Yapılacak iş =
Feministim demekten korkmayı anlatan yazıyı, son cümlesinden sonra kaldığı yerden sürdür.

Kaynak metin =
◇ ◇ ◇ ◇ ◇
Feministim demekten neden korkuyordum?
"Feminizm sansasyoneldir… Feminist olarak konuştuğunuzda
çoğunlukla fazla tepkisel veya aşırı tepkili olarak betimlenirsiniz sanki tüm
yaptığınız meselenin gerçeklerini abartmakmış gibi; sanki bir şeyin kendinize göre
açıklamasını yaparken kasten, hatta kötü niyetle büyütüyormuş gibi…’’
Yukarıdaki paragrafa, Sara Ahmed’in ‘’Feminist Bir Yaşam
Sürmek’’ kitabında rastladım. Görür görmez Tabii ya! dedim. Sanki kafamın
içinde dolanıp duran, adını koyamadığım, bir türlü cümleye dökemediğim bir
şeyden bahsediyordu. Bu kadarla da kalmayıp bir örnekle devam ediyordu.
‘’Bir keresinde aile sofrasında Kramer Kramer’e Karşı filmi hakkında
konuştuğumuzu hatırlıyorum. Annenin nasıl şeytanlaştırıldığını sorguladığımı
anımsıyorum. Bu noktaya, bu oldukça aleni feminist noktaya , feminist bir
eğilim kazandıktan sonra işaret etmemeniz zor olan bu noktaya işaret ettim ve
ardından kıyamet koptu! ‘’Of bu güzel filmin tadını çıkarmamıza izin versen
olmaz mı’’, ‘’Of sürekli sorun arıyorsun’’ vs. Feministler: sorun ararlar.
Sanki bu sorunlar sen işaret edene kadar orada değilmiş gibi; sanki onlara
işaret etmek onları orada var eden şeymiş gibi.’’
Kişisel hikayemin bir paragraflık açıklamasıydı işte bu.
Huzursuz olduğun, bu işte bir yanlışlık var dediğin konu hakkında yazar ya da
konuşursan öfkeli olursun. Problem kadın, hatta histerik bir feminist! Erkekler
yaklaşmaya çekinir. Tepesi attı mı ortalığı birbirine katacak huysuz kadın önyargısı
taşırlar. Feminist teori hakkında hiçbir fikri olmayanlar, ‘’Sen de şu
feministlerden değilsindir umarım,’’ der.’’ Hiç sevmiyorum, Erkek düşmanları!
◇ ◇ ◇ ◇ ◇
Veri kesiti =

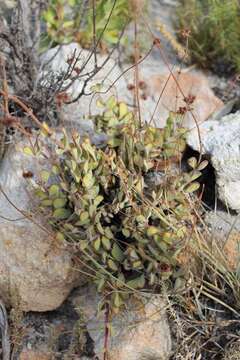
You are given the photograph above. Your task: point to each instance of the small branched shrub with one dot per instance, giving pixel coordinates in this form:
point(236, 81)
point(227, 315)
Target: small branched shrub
◇ ◇ ◇ ◇ ◇
Yanıt =
‘’ Yakın akrabaların, ‘’Öyle yazmışsın ama kısmetin kapanacak,’’ diye arar.
Sonuna da eklerler, ‘’Ben sen mutlu ol diye söylüyorum’’ Bu uyarıların altında
basit bir korku yatar: Sevilmeyeceksin.
Kadınlar seni yalnız bırakacak, erkeklerse senden korkacak. Maruz
kaldığın bir haksızlığı dile getirdin, tacizi örtbas etmedin, evde hizmetçi
olmayı reddettin diye hem de.
Yemek yapmayı sevmediğini dile getiriyorsan, muhtemelen
müstakbel çocuklarını da aç bırakacak işe yaramaz bir feminist olursun. Dünyaya
dişi geldin diye domates rendelemede el yatkınlığın, harika kekler yapmada sana
doğuştan bahşedilen kek kabartma iç güdün devreye girecekmiş gibi davranılır.
Oysa keki kabartan -adı üstünde- kabartma tozudur. Bir kadın parmaklarında
çorba kıvamı tutturmaya has yeteneklerle dünyaya gelmez. Klişe örneklerden
devam etmemiz gerekirse, en süper aşçılar da pek şirin erkeklerdir. (Örn
gönüllerin sevgilisi bisikletçi Arda şef) Ben feministim diyen kadın ya
lezbiyen, bir ihtimal biseksüel, evde pasaklı, heteroseksüelse muhakkak öfkeli ve
bakımsızdır. Sevişirken içinden durmaksızın ‘’Senden tiksiniyorum, erkeklerden
nefret ediyorum’’ demektedir. Ancak ne yapsın, çılgın iç güdüleri gereği
mecburen sevişir.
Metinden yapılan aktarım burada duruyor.